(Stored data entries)
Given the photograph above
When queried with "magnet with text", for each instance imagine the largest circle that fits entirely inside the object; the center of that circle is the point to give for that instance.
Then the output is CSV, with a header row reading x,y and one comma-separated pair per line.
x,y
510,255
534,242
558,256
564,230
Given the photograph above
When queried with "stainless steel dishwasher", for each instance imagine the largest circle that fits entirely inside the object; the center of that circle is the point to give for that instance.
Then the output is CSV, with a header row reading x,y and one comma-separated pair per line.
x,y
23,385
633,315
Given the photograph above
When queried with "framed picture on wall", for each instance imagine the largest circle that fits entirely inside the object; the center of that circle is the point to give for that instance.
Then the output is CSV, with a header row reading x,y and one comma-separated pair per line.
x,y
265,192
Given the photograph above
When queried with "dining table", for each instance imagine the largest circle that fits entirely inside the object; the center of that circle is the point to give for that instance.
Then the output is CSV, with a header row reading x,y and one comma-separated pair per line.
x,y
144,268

* **REQUIRED WORK**
All entries above are to be transcribed verbatim.

* **PROBLEM SOLUTION**
Given the photograph above
When queried with "magnet with text", for each instance imagine the largest circle that fits entirely inside the object; the center of that circle is the point to give for that instance.
Then the output is CSV, with a header row reading x,y and one comma-separated pair per line.
x,y
510,255
534,242
558,256
564,230
Given the photograph above
When queried with "stainless steel dishwasher", for each instance imagine the largest circle that fits entirely inside the object; the center of that circle is the point to give for that instance.
Then the output is CSV, with a header row reading x,y and one comma-separated pair per line.
x,y
23,385
633,315
Given the photograph above
When queried with "framed picture on wall", for each instance imagine the largest circle that fits entirely inside the object; the center of that circle is the point to give for that instance.
Then the output is CSV, with a header row reading x,y and one comma-separated pair per line.
x,y
265,192
Given the photograph above
When queried with "dining table", for each instance imagine the largest circle that fits entirely inside the object; the center of that circle is the point to give for that instance.
Then the output is CSV, with a header row reading x,y and one comma-separated pair per line.
x,y
144,268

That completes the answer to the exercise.